### Goal
Count the lines in the records below that contain the word "window", and give only the number.

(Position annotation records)
================

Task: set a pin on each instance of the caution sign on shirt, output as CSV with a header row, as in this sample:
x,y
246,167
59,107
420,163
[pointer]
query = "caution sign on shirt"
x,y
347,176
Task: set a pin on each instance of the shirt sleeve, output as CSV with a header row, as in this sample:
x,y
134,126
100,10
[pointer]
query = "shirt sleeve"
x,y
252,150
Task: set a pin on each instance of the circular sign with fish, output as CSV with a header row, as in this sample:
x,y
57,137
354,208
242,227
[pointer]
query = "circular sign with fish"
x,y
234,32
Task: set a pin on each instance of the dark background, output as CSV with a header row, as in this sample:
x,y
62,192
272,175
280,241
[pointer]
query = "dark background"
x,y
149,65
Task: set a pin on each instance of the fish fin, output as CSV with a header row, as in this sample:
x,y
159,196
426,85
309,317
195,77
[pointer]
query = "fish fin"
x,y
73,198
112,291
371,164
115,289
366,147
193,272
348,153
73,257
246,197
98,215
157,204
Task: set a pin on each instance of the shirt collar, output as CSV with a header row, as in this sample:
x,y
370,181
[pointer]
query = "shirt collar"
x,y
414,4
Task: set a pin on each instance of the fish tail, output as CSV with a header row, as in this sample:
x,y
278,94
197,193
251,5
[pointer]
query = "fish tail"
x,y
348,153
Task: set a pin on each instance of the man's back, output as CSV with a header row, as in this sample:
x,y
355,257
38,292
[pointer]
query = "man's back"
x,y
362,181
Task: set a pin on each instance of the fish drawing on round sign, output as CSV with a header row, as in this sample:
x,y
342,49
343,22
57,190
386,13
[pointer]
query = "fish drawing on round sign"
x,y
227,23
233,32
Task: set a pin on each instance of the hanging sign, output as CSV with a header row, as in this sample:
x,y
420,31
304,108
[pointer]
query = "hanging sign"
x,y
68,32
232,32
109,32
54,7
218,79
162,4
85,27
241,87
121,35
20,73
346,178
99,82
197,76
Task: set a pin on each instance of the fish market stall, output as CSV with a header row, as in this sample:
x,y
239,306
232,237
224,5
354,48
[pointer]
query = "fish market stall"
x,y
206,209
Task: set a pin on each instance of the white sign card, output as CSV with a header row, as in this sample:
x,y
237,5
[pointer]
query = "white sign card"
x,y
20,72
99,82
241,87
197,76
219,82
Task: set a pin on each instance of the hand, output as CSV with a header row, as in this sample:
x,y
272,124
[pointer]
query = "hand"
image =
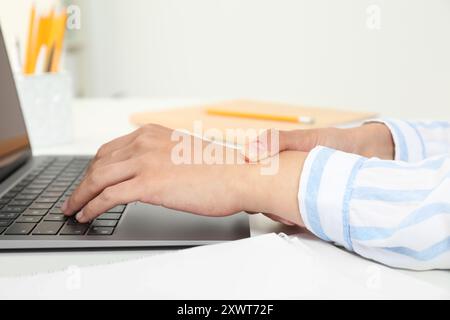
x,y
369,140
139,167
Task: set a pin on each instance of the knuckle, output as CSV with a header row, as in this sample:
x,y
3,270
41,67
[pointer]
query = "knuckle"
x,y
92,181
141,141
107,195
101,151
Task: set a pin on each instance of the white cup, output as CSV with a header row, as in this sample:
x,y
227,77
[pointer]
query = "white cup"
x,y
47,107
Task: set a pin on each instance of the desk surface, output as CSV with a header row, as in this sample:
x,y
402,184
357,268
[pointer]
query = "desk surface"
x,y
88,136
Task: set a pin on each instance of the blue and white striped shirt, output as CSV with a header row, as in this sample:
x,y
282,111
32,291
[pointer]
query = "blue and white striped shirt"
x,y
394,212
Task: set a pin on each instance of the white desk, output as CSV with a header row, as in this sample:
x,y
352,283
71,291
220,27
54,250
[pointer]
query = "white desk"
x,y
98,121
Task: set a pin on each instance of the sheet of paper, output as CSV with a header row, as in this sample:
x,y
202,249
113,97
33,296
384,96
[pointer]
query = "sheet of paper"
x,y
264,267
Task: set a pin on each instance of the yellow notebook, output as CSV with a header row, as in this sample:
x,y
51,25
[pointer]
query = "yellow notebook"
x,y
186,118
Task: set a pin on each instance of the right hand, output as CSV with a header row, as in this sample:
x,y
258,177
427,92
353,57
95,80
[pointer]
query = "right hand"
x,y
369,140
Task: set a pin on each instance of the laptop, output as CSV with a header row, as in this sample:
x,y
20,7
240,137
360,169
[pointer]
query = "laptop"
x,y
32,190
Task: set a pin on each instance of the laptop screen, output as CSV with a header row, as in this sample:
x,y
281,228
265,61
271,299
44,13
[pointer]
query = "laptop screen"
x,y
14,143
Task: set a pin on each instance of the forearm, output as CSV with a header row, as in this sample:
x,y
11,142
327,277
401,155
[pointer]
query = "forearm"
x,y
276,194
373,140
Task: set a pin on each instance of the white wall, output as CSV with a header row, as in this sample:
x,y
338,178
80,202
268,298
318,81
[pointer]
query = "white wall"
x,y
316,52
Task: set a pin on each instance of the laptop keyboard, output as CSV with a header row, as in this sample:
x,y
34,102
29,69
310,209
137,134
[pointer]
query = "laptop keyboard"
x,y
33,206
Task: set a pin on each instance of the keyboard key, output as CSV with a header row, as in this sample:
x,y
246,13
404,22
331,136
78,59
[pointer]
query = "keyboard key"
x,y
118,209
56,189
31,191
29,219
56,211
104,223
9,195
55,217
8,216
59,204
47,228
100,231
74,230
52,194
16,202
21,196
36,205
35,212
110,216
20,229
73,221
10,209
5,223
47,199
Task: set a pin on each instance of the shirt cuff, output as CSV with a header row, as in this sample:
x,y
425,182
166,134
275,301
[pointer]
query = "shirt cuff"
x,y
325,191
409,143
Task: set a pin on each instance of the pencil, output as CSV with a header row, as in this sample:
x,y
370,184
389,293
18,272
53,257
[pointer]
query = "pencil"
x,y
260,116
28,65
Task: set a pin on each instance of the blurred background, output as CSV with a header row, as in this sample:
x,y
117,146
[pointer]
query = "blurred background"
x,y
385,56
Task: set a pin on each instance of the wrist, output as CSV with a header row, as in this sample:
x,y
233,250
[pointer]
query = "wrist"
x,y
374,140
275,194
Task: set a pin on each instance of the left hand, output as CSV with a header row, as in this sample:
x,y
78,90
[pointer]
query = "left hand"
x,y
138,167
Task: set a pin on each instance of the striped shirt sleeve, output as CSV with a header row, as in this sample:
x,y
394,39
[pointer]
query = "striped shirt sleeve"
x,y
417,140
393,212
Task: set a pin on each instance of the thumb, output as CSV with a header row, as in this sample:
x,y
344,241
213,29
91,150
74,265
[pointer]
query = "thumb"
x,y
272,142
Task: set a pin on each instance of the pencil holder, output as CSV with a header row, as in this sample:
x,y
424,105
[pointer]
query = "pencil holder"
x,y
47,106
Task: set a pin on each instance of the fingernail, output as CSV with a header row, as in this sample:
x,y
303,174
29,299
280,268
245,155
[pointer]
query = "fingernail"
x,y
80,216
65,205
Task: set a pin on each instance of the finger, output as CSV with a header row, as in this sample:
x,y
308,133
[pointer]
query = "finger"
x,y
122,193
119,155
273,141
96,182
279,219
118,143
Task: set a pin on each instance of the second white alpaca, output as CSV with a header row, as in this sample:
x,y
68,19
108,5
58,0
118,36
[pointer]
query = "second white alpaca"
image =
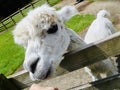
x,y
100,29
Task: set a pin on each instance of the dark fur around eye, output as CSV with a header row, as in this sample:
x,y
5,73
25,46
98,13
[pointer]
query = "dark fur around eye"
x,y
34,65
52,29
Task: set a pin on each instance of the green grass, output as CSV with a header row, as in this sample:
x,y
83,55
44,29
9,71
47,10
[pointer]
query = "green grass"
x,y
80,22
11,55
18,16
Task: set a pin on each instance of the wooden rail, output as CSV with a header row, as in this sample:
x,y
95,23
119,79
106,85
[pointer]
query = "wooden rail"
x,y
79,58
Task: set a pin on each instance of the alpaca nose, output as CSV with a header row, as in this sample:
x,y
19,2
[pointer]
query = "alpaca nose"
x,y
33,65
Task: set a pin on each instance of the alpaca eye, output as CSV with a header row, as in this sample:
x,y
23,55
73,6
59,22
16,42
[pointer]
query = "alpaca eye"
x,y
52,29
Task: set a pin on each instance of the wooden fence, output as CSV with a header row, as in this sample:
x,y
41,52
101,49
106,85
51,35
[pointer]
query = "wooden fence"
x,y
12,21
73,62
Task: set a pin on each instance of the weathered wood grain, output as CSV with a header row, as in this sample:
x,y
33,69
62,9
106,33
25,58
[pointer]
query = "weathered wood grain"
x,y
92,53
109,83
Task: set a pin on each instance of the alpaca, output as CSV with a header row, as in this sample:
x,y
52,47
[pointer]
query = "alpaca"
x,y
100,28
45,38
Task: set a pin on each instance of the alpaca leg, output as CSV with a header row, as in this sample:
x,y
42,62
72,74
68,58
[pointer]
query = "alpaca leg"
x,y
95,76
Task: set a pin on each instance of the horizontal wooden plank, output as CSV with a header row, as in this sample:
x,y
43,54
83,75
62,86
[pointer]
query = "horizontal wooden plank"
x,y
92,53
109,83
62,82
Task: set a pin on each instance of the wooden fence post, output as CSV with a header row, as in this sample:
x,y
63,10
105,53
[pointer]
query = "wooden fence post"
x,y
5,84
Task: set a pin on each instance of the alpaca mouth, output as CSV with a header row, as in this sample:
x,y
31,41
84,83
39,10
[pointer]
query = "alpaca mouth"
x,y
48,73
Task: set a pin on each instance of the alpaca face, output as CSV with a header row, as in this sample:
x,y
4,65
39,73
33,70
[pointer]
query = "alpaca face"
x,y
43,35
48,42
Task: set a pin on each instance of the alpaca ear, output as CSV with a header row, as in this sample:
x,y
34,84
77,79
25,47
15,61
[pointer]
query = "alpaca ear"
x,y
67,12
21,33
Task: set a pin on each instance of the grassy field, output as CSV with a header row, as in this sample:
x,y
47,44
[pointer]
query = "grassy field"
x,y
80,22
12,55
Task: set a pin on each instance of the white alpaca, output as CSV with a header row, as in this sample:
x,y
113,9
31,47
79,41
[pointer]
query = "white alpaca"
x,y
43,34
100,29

================

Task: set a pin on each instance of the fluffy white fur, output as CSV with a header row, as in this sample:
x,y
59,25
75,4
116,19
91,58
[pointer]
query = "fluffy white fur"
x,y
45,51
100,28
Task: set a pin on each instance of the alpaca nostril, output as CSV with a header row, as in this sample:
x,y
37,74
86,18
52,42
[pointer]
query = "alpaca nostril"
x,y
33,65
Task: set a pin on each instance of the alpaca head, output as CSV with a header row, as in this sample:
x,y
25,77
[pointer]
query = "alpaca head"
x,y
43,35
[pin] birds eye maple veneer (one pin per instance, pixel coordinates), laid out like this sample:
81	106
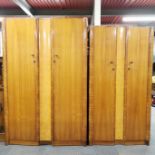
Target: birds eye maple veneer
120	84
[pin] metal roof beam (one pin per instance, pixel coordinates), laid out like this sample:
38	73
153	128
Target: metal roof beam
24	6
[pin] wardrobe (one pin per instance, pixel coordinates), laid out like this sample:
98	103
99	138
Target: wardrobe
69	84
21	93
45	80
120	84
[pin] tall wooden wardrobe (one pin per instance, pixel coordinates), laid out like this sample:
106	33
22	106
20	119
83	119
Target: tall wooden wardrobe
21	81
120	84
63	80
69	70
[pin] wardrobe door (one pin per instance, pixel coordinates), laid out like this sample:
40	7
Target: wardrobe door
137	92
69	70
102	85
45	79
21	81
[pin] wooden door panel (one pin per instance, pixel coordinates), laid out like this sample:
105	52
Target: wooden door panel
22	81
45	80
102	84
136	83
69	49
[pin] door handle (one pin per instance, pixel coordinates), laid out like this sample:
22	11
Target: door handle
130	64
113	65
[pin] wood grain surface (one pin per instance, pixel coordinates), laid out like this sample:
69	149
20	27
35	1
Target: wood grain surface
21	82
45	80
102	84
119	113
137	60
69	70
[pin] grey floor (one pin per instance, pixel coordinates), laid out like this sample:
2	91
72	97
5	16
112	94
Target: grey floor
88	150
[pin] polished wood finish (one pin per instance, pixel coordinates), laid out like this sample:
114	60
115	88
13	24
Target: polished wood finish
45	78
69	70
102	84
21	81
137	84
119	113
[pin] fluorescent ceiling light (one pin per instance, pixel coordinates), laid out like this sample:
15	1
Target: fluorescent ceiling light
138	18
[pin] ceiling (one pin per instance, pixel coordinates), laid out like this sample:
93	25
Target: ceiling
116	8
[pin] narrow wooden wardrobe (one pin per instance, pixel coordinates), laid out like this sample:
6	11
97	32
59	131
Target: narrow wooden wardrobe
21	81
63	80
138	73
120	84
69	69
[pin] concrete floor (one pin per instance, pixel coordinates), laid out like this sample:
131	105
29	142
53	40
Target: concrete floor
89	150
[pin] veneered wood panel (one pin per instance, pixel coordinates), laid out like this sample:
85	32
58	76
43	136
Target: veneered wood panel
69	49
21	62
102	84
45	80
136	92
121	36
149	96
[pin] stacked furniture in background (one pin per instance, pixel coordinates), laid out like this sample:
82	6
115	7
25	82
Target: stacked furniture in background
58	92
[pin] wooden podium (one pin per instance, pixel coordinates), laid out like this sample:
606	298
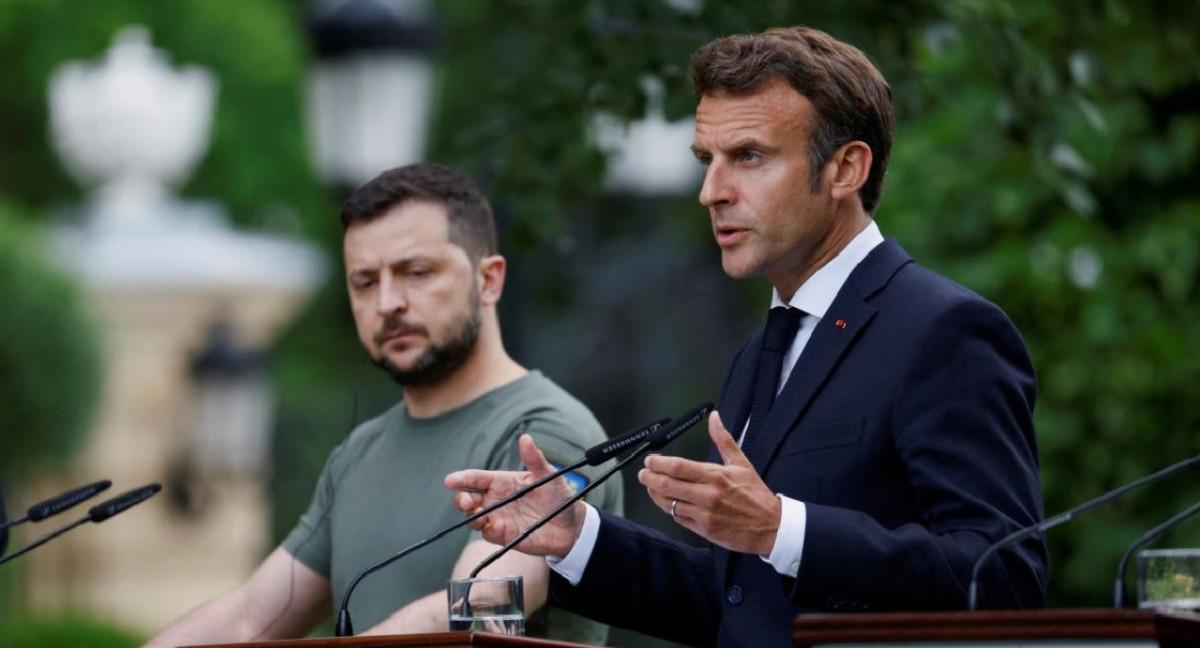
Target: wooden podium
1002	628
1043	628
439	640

================

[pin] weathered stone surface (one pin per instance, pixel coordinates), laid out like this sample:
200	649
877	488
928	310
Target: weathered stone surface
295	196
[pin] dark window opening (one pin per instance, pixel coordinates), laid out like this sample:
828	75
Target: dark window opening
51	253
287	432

================

### Response to the task
2